#### Records for the task

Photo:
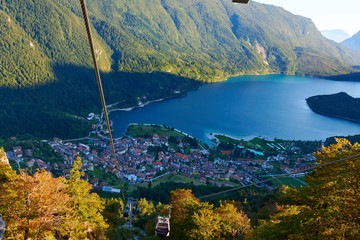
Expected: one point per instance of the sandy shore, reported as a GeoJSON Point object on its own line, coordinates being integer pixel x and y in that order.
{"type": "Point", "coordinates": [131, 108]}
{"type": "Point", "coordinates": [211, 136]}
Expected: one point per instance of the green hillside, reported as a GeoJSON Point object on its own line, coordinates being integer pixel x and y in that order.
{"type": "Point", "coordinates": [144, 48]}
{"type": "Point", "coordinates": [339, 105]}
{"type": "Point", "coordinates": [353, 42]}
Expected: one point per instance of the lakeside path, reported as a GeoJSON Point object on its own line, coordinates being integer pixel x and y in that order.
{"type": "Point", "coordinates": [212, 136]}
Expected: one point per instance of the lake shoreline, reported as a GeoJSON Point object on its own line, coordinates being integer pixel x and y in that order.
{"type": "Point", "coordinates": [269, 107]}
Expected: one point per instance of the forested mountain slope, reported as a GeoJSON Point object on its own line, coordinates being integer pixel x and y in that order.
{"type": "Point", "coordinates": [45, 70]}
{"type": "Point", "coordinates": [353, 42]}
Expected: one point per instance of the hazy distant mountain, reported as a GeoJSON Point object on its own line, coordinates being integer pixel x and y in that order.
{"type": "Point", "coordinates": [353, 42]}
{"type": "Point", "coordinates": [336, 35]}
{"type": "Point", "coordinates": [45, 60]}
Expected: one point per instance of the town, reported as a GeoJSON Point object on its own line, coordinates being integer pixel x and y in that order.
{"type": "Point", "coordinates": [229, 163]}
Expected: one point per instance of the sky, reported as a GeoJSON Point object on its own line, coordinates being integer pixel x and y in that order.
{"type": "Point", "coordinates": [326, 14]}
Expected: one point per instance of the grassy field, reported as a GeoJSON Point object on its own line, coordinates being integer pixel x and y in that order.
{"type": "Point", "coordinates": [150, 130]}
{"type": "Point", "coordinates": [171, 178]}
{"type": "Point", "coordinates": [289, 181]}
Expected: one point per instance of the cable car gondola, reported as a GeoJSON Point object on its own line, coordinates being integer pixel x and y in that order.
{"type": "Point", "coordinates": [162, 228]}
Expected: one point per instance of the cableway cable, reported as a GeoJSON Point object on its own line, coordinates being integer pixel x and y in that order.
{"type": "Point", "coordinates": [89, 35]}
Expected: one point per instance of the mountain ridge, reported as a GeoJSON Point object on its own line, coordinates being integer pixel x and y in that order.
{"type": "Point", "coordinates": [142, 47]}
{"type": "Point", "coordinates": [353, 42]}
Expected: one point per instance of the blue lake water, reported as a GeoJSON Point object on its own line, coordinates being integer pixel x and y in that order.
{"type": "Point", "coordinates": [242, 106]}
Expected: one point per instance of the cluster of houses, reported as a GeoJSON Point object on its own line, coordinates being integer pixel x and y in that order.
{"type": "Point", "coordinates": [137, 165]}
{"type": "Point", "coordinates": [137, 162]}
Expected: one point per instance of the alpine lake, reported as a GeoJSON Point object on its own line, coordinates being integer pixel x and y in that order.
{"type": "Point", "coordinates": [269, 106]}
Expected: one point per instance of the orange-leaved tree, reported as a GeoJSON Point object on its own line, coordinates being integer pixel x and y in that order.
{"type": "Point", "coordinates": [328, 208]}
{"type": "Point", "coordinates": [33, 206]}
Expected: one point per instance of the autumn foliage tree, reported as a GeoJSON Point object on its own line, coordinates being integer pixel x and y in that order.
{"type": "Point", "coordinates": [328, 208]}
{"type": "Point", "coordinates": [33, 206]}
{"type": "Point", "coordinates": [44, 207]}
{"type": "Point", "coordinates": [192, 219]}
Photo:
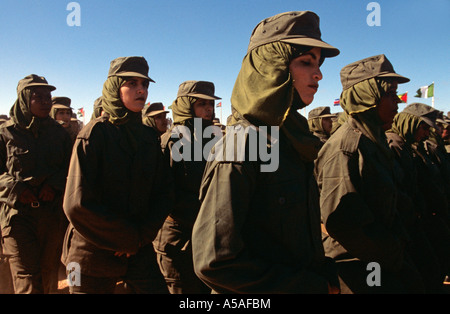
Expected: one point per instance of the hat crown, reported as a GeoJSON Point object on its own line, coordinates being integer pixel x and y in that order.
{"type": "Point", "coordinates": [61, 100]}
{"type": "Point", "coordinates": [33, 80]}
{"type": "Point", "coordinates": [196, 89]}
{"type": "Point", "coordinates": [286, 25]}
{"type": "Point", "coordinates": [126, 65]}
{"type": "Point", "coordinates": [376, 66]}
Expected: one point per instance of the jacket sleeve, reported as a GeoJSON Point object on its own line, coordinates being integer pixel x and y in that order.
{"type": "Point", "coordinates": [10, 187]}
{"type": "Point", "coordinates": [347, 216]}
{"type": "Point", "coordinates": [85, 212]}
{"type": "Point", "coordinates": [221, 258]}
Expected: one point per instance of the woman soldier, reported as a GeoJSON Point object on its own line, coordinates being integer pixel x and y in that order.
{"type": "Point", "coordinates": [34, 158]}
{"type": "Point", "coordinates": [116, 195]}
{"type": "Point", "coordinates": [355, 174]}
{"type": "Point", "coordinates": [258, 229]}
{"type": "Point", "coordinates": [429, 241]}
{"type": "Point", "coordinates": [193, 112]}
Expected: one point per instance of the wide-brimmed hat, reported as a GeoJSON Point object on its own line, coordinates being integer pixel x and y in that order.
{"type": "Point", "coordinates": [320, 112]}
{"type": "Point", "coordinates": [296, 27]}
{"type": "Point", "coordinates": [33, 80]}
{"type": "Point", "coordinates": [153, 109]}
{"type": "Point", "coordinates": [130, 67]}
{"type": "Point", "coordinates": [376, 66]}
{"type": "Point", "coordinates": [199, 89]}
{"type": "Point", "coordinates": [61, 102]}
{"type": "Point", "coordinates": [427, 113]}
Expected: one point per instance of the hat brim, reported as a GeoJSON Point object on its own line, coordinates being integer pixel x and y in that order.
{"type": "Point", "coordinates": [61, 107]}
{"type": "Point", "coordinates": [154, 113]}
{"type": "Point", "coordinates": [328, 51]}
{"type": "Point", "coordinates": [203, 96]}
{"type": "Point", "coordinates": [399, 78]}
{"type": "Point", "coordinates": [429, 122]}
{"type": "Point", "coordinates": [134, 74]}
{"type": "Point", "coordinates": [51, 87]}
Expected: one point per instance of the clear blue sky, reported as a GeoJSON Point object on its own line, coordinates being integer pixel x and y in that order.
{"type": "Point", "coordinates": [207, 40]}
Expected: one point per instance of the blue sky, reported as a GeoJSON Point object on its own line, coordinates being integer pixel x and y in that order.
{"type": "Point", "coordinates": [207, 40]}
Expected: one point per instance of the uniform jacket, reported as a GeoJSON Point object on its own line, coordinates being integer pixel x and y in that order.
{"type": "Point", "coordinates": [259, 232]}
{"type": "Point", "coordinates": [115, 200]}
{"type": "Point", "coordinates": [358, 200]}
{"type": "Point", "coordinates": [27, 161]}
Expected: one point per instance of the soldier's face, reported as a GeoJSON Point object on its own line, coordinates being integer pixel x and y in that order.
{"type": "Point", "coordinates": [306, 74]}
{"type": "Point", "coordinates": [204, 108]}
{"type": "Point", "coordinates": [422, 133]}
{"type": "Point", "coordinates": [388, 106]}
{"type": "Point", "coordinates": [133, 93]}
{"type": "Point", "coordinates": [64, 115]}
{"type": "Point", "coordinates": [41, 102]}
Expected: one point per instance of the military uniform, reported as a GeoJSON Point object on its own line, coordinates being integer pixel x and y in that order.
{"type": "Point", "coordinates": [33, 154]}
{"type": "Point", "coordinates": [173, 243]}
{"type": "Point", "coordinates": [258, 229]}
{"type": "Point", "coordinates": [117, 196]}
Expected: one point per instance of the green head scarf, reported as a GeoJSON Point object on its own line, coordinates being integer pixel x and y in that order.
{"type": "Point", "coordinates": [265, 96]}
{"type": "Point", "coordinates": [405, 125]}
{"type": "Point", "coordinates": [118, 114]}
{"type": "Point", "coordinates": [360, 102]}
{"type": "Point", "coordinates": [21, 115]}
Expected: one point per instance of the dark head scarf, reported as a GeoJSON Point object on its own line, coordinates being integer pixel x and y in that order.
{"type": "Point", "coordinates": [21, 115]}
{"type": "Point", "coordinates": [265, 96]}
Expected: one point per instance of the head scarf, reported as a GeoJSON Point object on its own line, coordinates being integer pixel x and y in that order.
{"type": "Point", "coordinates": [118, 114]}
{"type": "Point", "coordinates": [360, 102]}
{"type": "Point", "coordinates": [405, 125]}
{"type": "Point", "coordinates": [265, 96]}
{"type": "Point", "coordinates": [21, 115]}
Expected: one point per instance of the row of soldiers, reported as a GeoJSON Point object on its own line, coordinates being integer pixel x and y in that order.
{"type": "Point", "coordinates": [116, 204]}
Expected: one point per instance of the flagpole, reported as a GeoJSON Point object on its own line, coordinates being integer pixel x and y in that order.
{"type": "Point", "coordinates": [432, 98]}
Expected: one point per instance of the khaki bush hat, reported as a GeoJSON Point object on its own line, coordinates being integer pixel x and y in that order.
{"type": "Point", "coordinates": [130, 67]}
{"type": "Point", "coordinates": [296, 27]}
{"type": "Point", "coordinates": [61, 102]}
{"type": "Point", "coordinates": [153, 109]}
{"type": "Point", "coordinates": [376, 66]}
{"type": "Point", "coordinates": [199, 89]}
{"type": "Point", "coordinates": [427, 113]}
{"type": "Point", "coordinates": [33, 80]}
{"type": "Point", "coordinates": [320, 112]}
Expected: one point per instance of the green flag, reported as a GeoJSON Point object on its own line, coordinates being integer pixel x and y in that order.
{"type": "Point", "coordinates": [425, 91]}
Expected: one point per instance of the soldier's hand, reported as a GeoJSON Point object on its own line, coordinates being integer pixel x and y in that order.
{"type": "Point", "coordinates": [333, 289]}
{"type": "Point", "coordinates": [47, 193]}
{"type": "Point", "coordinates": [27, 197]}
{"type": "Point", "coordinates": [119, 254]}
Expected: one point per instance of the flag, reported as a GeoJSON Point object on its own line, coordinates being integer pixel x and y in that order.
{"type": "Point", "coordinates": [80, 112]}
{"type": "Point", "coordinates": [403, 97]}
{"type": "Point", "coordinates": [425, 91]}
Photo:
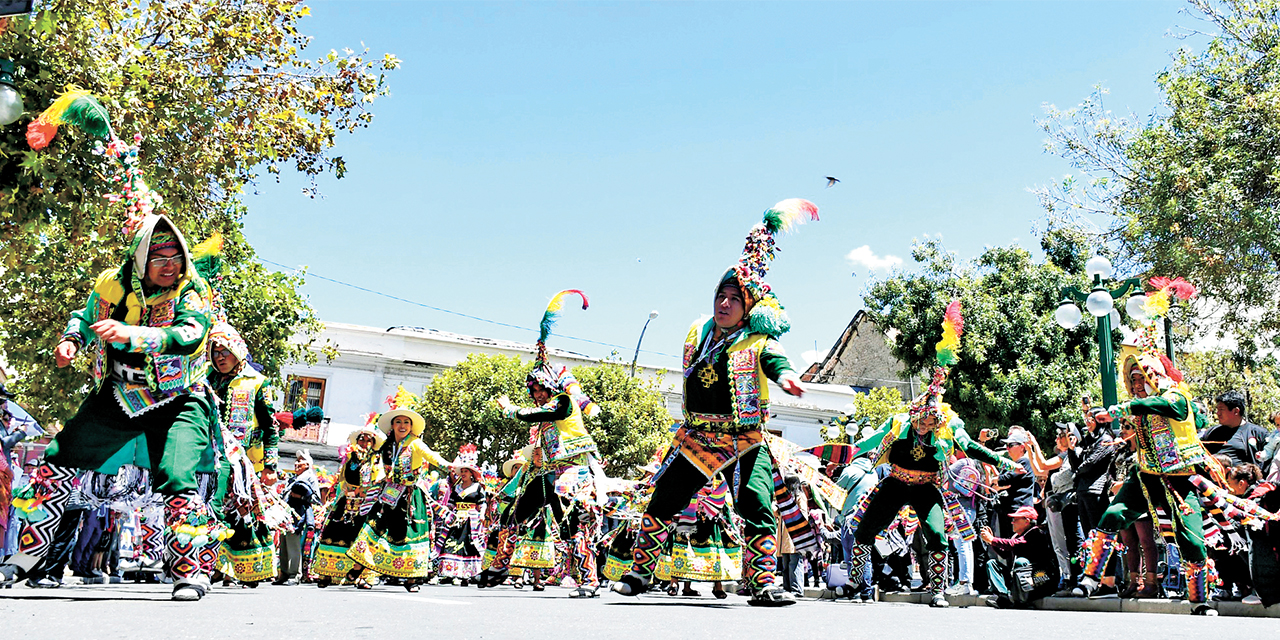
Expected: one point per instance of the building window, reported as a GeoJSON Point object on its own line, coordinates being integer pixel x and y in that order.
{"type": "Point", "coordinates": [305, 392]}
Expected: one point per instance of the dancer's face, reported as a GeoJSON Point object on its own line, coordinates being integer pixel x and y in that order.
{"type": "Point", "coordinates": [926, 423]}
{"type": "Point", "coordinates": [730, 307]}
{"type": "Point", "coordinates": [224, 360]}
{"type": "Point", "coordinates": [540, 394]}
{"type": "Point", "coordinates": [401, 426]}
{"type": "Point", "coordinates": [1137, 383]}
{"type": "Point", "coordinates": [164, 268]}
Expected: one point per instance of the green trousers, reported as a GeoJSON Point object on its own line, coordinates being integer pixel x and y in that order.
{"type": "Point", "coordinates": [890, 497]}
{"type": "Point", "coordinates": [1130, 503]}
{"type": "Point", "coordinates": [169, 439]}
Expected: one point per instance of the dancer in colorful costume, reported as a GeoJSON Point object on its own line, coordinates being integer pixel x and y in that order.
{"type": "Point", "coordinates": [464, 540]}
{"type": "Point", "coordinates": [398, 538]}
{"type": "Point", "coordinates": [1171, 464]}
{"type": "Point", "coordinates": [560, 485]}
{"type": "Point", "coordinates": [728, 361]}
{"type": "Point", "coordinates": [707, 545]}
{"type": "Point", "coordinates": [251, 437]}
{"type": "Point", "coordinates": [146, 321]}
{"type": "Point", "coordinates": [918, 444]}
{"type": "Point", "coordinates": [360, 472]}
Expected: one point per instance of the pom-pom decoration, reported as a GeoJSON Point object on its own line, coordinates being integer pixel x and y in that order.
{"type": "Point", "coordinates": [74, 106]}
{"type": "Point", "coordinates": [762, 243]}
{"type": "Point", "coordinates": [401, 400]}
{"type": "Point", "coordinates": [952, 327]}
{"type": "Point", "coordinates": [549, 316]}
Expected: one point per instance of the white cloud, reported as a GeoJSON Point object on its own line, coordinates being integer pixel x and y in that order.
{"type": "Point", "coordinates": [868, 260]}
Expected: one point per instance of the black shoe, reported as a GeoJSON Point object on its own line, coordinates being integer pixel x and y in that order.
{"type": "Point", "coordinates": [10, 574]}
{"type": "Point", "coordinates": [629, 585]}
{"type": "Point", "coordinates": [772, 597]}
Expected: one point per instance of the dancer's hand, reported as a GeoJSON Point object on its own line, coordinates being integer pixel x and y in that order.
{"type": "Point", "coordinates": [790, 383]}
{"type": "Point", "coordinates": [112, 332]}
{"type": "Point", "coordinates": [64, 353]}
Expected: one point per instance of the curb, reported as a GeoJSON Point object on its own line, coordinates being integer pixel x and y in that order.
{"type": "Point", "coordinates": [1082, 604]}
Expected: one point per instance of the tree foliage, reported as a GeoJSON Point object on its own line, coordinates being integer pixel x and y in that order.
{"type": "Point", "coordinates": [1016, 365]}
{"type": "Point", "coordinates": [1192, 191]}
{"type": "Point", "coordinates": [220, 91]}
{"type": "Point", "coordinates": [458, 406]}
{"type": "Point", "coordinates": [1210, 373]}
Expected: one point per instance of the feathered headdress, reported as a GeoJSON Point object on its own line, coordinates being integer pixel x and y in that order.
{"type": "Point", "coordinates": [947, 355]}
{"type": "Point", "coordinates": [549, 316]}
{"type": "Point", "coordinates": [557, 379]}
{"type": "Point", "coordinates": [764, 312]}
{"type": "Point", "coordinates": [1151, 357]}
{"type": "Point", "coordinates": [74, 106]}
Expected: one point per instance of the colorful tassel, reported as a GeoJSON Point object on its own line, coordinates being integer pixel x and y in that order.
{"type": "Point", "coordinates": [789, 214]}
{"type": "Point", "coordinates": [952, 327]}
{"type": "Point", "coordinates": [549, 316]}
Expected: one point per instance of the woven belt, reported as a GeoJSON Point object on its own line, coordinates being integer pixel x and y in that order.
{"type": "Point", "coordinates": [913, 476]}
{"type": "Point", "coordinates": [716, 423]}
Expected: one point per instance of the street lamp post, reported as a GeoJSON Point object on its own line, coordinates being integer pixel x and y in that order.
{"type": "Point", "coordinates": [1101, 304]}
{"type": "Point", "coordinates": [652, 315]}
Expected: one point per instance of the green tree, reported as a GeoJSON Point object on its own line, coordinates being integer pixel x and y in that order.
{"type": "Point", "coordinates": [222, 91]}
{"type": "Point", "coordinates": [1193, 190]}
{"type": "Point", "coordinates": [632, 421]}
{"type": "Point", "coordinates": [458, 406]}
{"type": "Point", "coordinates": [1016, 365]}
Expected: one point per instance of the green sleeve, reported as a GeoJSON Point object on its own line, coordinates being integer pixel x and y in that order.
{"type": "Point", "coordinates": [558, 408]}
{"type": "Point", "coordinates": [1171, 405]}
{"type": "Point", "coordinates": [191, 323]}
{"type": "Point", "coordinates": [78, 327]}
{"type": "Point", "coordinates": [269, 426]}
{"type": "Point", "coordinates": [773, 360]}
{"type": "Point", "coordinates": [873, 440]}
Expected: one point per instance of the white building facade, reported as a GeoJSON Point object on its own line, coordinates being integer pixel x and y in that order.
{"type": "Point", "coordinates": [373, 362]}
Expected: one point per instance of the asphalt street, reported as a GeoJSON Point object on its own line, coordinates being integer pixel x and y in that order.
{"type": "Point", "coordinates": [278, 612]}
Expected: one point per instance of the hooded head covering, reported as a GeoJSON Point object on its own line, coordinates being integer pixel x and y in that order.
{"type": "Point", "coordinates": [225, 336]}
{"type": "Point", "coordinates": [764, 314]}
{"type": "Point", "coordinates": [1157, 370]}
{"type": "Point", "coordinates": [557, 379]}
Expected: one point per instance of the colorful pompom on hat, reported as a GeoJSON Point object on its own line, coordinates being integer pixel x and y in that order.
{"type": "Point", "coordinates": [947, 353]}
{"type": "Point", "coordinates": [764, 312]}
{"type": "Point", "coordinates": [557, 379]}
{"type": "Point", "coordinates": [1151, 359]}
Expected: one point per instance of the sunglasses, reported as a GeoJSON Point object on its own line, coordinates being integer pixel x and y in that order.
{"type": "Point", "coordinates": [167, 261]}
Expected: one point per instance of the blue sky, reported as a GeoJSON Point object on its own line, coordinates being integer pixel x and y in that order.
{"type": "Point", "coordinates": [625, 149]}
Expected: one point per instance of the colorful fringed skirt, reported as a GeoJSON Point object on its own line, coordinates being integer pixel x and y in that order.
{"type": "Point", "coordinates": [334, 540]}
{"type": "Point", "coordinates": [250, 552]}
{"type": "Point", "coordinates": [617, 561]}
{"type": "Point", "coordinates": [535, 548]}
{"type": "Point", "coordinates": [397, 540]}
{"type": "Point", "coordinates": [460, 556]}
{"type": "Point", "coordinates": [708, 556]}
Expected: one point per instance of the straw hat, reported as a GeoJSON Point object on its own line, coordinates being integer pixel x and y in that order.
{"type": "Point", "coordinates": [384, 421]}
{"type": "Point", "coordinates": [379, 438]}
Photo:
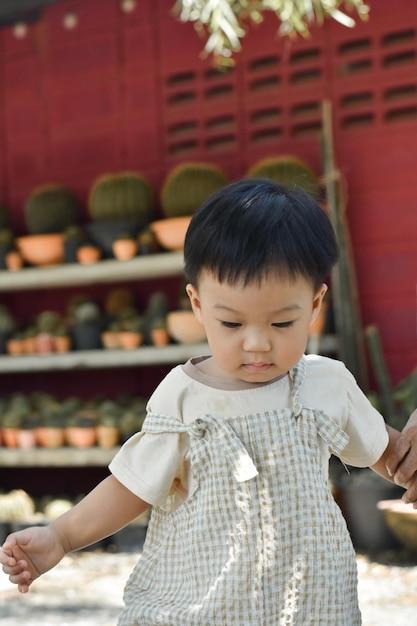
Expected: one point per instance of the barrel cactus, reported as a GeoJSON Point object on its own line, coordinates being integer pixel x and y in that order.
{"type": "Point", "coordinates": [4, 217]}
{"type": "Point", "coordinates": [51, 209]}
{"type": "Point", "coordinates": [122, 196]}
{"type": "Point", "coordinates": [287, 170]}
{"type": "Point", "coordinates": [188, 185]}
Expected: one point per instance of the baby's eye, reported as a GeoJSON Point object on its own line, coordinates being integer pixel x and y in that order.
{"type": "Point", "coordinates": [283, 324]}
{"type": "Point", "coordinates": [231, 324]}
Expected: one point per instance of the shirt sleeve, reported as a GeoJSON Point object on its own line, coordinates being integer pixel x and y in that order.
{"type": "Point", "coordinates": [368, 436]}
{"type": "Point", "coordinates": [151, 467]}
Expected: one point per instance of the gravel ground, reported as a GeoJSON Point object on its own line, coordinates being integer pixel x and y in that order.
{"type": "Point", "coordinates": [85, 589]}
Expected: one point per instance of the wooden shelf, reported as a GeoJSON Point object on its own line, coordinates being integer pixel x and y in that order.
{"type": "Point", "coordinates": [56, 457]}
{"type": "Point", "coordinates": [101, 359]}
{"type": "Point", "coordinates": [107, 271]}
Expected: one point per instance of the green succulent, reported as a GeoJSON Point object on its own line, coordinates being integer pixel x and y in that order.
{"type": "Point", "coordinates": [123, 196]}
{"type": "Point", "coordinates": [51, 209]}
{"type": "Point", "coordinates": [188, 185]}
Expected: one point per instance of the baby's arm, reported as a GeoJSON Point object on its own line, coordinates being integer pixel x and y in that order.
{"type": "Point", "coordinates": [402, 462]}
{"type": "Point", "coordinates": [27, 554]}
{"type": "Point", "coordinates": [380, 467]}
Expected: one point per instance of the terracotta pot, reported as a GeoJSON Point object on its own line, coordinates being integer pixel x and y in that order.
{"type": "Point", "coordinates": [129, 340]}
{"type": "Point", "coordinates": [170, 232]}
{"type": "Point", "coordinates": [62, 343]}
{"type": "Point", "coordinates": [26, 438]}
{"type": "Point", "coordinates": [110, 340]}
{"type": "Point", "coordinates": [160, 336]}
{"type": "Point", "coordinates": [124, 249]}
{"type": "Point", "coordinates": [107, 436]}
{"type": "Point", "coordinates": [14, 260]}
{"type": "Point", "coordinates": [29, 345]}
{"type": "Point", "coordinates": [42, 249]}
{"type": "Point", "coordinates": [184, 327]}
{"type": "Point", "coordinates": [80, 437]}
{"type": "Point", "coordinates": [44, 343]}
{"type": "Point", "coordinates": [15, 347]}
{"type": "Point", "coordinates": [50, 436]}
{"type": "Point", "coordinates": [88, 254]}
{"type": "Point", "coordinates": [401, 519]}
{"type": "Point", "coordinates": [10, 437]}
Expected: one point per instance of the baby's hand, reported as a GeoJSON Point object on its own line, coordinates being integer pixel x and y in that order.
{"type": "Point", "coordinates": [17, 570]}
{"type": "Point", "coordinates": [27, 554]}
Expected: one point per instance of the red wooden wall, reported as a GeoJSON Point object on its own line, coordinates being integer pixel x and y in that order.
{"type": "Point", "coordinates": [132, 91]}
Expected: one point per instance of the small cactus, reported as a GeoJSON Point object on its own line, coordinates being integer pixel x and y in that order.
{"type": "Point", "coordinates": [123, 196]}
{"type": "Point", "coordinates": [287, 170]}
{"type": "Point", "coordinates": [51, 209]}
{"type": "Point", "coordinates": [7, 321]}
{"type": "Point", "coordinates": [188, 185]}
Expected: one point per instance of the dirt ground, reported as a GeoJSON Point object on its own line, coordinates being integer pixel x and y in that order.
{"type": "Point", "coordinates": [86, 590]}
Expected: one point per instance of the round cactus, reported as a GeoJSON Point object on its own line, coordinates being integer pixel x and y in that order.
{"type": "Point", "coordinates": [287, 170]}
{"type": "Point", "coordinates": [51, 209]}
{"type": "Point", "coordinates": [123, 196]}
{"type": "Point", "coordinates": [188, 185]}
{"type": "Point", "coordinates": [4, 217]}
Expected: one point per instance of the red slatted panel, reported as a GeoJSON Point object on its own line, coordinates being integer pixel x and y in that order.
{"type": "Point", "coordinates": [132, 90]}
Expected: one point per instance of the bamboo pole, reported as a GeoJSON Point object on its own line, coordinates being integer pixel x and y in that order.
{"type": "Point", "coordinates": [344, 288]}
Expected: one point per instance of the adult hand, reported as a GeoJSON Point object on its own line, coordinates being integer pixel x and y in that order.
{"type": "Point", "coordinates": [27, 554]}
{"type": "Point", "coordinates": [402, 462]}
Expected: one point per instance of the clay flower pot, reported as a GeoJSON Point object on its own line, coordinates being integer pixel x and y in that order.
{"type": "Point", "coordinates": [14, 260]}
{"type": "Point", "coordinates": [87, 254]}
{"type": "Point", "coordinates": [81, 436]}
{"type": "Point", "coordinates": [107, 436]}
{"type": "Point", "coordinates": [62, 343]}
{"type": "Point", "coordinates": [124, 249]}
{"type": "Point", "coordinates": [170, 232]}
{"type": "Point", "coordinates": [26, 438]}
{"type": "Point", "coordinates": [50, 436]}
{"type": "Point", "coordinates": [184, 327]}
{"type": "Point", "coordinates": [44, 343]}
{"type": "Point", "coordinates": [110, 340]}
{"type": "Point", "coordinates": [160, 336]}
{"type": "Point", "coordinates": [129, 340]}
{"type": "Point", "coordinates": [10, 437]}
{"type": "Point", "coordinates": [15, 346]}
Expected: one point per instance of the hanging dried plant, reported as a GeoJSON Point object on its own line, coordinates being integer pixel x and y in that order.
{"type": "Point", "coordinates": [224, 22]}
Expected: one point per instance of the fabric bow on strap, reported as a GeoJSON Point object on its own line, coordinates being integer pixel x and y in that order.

########

What is asked -
Every line from the one containing "Expected: one point per instance of the clay" through the last line of the entries must be written out verbatim, and no other line.

Written response -
Expected: one point per instance of the clay flower pot, reported as a GeoJSON Point object on its own line, coordinates being integer pixel x and y in that order.
{"type": "Point", "coordinates": [14, 260]}
{"type": "Point", "coordinates": [87, 254]}
{"type": "Point", "coordinates": [81, 436]}
{"type": "Point", "coordinates": [107, 436]}
{"type": "Point", "coordinates": [62, 343]}
{"type": "Point", "coordinates": [124, 249]}
{"type": "Point", "coordinates": [170, 232]}
{"type": "Point", "coordinates": [26, 438]}
{"type": "Point", "coordinates": [50, 436]}
{"type": "Point", "coordinates": [184, 327]}
{"type": "Point", "coordinates": [44, 343]}
{"type": "Point", "coordinates": [110, 340]}
{"type": "Point", "coordinates": [160, 336]}
{"type": "Point", "coordinates": [129, 340]}
{"type": "Point", "coordinates": [10, 437]}
{"type": "Point", "coordinates": [15, 346]}
Expected: one point per instance of the hanging dried plant, reported as a GeoJSON Point object on its own line, coordinates being integer pixel x and y in that order.
{"type": "Point", "coordinates": [224, 22]}
Expected: one point per instance of the fabric bow on strap, reported as a GeoJSON Point object on its own line, coordinates being integer pixel x and y in that order.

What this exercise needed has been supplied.